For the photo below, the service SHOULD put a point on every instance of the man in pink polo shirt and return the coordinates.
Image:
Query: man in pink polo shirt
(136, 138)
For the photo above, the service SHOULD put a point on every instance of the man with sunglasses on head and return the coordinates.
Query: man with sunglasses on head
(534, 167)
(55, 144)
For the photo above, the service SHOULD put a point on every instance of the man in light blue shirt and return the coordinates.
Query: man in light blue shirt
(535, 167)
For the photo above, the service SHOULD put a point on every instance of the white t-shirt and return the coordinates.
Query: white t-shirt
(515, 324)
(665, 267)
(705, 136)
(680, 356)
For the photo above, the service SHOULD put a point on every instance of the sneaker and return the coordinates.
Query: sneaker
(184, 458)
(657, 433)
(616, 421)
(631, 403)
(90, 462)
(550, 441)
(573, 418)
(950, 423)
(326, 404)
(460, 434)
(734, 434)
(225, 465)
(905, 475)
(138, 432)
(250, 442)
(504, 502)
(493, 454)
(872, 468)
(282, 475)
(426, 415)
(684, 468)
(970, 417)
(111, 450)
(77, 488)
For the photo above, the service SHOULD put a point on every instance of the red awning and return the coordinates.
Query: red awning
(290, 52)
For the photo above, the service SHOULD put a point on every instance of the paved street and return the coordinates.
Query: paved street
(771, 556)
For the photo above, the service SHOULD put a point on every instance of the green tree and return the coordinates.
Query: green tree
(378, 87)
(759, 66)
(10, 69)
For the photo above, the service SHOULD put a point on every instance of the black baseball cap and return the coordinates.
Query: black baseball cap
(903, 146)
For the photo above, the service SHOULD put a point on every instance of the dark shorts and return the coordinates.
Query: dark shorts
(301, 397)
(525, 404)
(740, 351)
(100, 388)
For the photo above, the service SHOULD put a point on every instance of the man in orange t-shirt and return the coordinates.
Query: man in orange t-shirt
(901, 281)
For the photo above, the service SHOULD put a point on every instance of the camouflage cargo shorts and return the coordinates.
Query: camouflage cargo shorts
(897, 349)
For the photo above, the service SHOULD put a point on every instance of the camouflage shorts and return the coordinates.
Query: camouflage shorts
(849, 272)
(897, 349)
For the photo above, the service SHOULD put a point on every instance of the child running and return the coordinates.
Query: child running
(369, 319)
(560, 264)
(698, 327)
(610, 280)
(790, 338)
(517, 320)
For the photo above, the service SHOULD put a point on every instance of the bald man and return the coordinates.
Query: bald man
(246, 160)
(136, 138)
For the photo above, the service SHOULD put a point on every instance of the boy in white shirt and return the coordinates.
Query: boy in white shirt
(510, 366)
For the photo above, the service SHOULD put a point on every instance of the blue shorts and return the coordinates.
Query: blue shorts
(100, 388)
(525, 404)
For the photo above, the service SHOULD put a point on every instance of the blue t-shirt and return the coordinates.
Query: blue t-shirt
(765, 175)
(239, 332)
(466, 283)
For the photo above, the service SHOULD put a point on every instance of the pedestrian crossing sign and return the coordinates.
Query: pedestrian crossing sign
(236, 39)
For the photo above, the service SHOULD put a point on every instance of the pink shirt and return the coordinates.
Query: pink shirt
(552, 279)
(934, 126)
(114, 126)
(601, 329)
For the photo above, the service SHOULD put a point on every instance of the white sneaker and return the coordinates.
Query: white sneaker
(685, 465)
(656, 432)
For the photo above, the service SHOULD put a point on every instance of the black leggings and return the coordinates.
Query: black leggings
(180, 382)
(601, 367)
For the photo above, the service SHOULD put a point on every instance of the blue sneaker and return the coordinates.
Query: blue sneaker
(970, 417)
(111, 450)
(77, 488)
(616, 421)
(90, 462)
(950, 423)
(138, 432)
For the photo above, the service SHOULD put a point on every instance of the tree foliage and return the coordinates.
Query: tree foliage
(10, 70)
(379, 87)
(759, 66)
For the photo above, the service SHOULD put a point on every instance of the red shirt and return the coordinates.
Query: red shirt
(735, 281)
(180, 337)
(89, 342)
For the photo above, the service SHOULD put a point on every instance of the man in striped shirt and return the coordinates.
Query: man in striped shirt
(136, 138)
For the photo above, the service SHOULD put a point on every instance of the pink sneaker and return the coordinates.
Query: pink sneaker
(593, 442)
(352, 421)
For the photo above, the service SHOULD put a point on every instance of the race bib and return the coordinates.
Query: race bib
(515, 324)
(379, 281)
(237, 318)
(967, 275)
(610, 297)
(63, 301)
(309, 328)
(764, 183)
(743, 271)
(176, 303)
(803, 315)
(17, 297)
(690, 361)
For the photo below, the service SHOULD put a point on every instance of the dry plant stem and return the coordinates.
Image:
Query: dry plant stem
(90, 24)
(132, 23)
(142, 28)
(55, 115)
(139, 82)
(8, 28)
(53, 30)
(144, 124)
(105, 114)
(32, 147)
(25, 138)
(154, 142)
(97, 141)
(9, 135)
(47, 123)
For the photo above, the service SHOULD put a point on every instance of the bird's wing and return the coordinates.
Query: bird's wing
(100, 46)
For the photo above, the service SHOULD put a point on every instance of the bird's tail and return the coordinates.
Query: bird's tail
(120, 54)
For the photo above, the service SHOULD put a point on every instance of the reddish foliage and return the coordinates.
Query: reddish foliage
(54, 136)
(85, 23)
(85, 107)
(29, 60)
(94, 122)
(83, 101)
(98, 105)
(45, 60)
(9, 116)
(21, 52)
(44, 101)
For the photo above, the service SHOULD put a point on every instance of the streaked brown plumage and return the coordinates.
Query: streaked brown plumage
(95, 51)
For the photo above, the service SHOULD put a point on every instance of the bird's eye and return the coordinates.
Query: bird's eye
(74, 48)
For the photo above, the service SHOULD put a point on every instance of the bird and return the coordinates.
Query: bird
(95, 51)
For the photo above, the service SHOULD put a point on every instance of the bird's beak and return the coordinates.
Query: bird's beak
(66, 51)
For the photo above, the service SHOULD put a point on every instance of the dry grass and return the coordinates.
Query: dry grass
──────────────────────────────
### Work to complete
Return all of the data above exactly, leaving out no line.

### Written reply
For the photo below, the service SHOULD put a point on every instance of the man in pink polo shirt and return the coordinates.
Image:
Query: man in pink polo shirt
(136, 138)
For the photo above, the service SHOULD put a point on every instance of the man with sunglasses on head and return the coordinates.
Query: man with sunglasses on head
(534, 167)
(55, 144)
For the photo above, the service SHOULD put a point on every instance of the man in light blue shirt and return the coordinates.
Query: man in light blue shirt
(535, 167)
For the photo above, the service SHOULD put a point on every instance of the white t-shirt and return the coordinates.
Query: white t-shirt
(515, 324)
(665, 267)
(705, 136)
(680, 356)
For the photo above, the service SHOULD put a point on every instance of the sneaker and return the coordinates.
Query: sneaker
(184, 458)
(657, 433)
(616, 421)
(631, 403)
(90, 462)
(550, 441)
(573, 418)
(950, 423)
(326, 404)
(460, 434)
(734, 434)
(225, 465)
(905, 475)
(138, 432)
(250, 442)
(504, 502)
(493, 454)
(872, 468)
(282, 475)
(426, 415)
(684, 468)
(970, 417)
(111, 450)
(77, 488)
For the photo above, the service SHOULD put a point on every instance of the red awning and return the coordinates.
Query: red awning
(290, 52)
For the photo above, the service SHOULD put a point on every instance of the paved street and return the coordinates.
Query: paved street
(771, 556)
For the photo above, the service SHOULD put a point on every instance of the green tree and return the coordinates.
Query: green tree
(378, 87)
(759, 66)
(10, 69)
For the photo above, the service SHOULD put a point on every instance of the black baseball cap and return the coordinates.
Query: black baseball cap
(903, 146)
For the photo above, the service SHOULD put a point on every instance of the dark shorts and return the coordinates.
Query: dark shorts
(301, 397)
(525, 404)
(740, 351)
(100, 388)
For the photo above, the service SHOULD put a point on every instance of the man in orange t-shirt and return the coordinates.
Query: man in orange t-shirt
(901, 281)
For the photo above, the service SHOULD put a point on every instance of the camouflage cargo shorts and return the coordinates.
Query: camouflage cargo shorts
(897, 349)
For the photo above, the service SHOULD put a point on every instance of the camouflage shorts and return the coordinates.
Query: camouflage shorts
(849, 272)
(897, 349)
For the photo above, the service SHOULD put a point on every instance of the child running and return the coordinates.
Query: child running
(369, 319)
(560, 264)
(698, 327)
(610, 280)
(790, 338)
(517, 320)
For the photo above, the service SHOULD put a point on every instance of the bald man and return the coordinates.
Query: bald man
(246, 160)
(136, 138)
For the photo above, the service SHOULD put a point on every instance of the boy in white shirt and return the coordinates.
Query: boy in white shirt
(510, 366)
For the photo above, the service SHOULD put a point on every instance of the blue shorts and return the coordinates.
Query: blue shorts
(100, 388)
(525, 404)
For the photo above, the service SHOULD put a point on every instance of the blue t-shirt and return the coordinates.
Query: blue t-shirt
(765, 175)
(239, 332)
(466, 283)
For the photo above, the service SHOULD put a point on every instance of the pedestrian crossing sign and return the coordinates.
Query: pedestrian crossing sign
(236, 39)
For the photo above, the service SHOULD put a point on every instance of the pink shirt and return the coordinates.
Query: pink shirt
(552, 279)
(934, 126)
(114, 126)
(601, 329)
For the photo above, the service SHOULD put a point on every instance of the white sneaker and return the coordinates.
Query: white sneaker
(685, 465)
(656, 432)
For the photo above, the service SHOULD put a point on every instance of the black leggings and return the coordinates.
Query: black leggings
(180, 382)
(601, 367)
For the photo above, the service SHOULD put a point on every instance of the blue sneaker and return the coordinates.
Query: blue sneaker
(970, 417)
(111, 450)
(77, 488)
(616, 421)
(90, 462)
(950, 423)
(138, 432)
For the photo above, the service SHOULD put a point on every instance of the tree foliage and return the coordinates.
Query: tree foliage
(10, 70)
(379, 87)
(759, 66)
For the photo above, the service SHOULD put a point on every instance of the red shirt and return the coordinates.
Query: red shirt
(735, 281)
(180, 337)
(89, 342)
For the photo above, the service SHOULD put a point on every instance of the man in striped shirt and return the coordinates.
Query: man in striped shirt
(136, 138)
For the photo above, the service SHOULD put a point on every instance of the pink sneaker and return the coordinates.
Query: pink sneaker
(593, 442)
(352, 421)
For the photo above, the service SHOULD put a point on every instance of the race bib and return the coordinates.
Query: race bib
(515, 324)
(379, 281)
(237, 318)
(967, 275)
(610, 297)
(63, 301)
(309, 328)
(764, 183)
(743, 271)
(176, 303)
(803, 315)
(17, 297)
(690, 361)
For the photo below, the service SHOULD put a point on every instance of the dry plant stem and return the coordinates.
Image:
Query: dry plant stem
(90, 24)
(132, 23)
(142, 28)
(55, 115)
(139, 82)
(8, 28)
(53, 30)
(144, 124)
(105, 114)
(32, 147)
(25, 138)
(154, 142)
(97, 141)
(9, 135)
(47, 123)
For the photo above, the service SHOULD put a point on every instance of the bird's wing and return the coordinates.
Query: bird's wing
(100, 46)
For the photo above, the service SHOULD put a point on every instance of the bird's tail and return the coordinates.
Query: bird's tail
(120, 54)
For the photo above, the service SHOULD put a point on every instance of the reddish foliage and return the coordinates.
Query: reddish foliage
(54, 136)
(85, 23)
(85, 107)
(29, 60)
(94, 122)
(83, 101)
(98, 105)
(45, 60)
(9, 116)
(21, 52)
(44, 101)
For the photo above, the service SHOULD put a point on every instance of the streaked brown plumage and return the coordinates.
Query: streaked brown plumage
(95, 51)
For the photo above, the service SHOULD put a point on every instance of the bird's eye and return the coordinates.
Query: bird's eye
(74, 48)
For the photo above, the service SHOULD put a point on every instance of the bird and return the coordinates.
Query: bird
(95, 51)
For the photo above, the service SHOULD put a point on every instance of the bird's beak and return the coordinates.
Query: bird's beak
(66, 51)
For the photo above, the service SHOULD put a point on every instance of the dry grass and return the coordinates.
Query: dry grass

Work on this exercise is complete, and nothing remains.